§ **Data for the task**:
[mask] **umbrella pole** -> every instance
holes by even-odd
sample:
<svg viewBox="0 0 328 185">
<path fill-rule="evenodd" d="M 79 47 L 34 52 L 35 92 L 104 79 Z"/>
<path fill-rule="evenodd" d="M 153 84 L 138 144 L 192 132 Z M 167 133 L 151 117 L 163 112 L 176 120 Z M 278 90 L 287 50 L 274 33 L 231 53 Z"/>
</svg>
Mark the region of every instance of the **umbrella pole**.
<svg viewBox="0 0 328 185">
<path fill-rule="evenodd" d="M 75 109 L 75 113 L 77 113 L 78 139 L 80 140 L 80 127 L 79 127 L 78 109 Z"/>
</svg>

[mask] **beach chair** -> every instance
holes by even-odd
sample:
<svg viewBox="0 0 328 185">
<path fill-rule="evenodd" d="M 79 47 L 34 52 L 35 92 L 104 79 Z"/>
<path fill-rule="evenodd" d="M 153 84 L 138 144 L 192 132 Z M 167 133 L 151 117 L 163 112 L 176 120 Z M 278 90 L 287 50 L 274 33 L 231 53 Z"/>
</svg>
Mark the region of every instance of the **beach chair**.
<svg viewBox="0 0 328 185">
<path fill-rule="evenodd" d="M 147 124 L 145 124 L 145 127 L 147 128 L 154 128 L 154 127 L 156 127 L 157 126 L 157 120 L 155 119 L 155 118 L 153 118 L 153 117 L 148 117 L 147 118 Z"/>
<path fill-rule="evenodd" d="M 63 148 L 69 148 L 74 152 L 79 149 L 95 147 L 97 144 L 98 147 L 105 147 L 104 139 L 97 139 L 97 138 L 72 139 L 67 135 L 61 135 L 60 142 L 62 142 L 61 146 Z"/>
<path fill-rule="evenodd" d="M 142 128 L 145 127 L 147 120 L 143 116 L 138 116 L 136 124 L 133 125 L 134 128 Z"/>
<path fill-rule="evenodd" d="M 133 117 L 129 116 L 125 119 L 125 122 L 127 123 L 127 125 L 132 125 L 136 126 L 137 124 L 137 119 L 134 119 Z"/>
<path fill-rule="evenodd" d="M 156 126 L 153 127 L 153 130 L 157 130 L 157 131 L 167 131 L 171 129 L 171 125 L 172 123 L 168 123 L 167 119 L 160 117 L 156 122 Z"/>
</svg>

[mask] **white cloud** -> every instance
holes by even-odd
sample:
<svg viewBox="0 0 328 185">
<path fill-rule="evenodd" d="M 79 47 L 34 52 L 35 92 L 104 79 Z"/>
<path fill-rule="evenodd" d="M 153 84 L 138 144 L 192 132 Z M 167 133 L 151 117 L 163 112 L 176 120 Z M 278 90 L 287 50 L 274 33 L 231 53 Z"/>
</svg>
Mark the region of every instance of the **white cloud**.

§ **Direction**:
Return all of the data precisely as it appears.

§ **Answer for this exercise**:
[mask] **umbrella pole** -> every instance
holes by even-odd
sample:
<svg viewBox="0 0 328 185">
<path fill-rule="evenodd" d="M 79 47 L 34 52 L 35 92 L 104 79 Z"/>
<path fill-rule="evenodd" d="M 153 84 L 138 144 L 192 132 Z M 167 133 L 151 117 L 163 112 L 176 120 Z M 278 90 L 287 50 L 274 33 L 231 53 Z"/>
</svg>
Mark the region of every instance of the **umbrella pole**.
<svg viewBox="0 0 328 185">
<path fill-rule="evenodd" d="M 75 109 L 75 113 L 77 113 L 78 139 L 80 140 L 80 127 L 79 127 L 78 109 Z"/>
</svg>

[mask] **beach chair** -> every instance
holes by even-odd
sample:
<svg viewBox="0 0 328 185">
<path fill-rule="evenodd" d="M 79 47 L 34 52 L 35 92 L 104 79 Z"/>
<path fill-rule="evenodd" d="M 153 84 L 138 144 L 192 132 Z M 167 133 L 151 117 L 163 112 L 176 120 Z M 278 90 L 287 50 L 274 33 L 231 53 Z"/>
</svg>
Mark the region of every instance of the **beach chair**.
<svg viewBox="0 0 328 185">
<path fill-rule="evenodd" d="M 147 124 L 145 124 L 145 127 L 147 128 L 154 128 L 154 127 L 156 127 L 157 126 L 157 120 L 155 119 L 155 118 L 153 118 L 153 117 L 148 117 L 147 118 Z"/>
<path fill-rule="evenodd" d="M 63 148 L 69 148 L 74 152 L 79 149 L 95 147 L 97 144 L 98 147 L 105 147 L 104 139 L 97 139 L 97 138 L 72 139 L 67 135 L 61 135 L 60 142 L 62 142 L 61 146 Z"/>
<path fill-rule="evenodd" d="M 142 128 L 145 127 L 147 120 L 143 116 L 138 116 L 136 124 L 133 125 L 134 128 Z"/>
<path fill-rule="evenodd" d="M 133 117 L 129 116 L 125 119 L 125 122 L 127 123 L 127 125 L 132 125 L 136 126 L 137 124 L 137 119 L 134 119 Z"/>
<path fill-rule="evenodd" d="M 156 126 L 153 127 L 153 130 L 157 130 L 157 131 L 167 131 L 171 129 L 171 125 L 172 123 L 168 123 L 167 119 L 160 117 L 156 122 Z"/>
</svg>

[mask] **white cloud** -> every instance
holes by even-odd
sample:
<svg viewBox="0 0 328 185">
<path fill-rule="evenodd" d="M 79 47 L 34 52 L 35 92 L 104 79 Z"/>
<path fill-rule="evenodd" d="M 153 84 L 138 144 L 192 132 Z M 167 133 L 151 117 L 163 112 L 176 120 Z M 278 90 L 287 50 L 274 33 L 231 53 Z"/>
</svg>
Mark the region of every instance of the **white cloud**.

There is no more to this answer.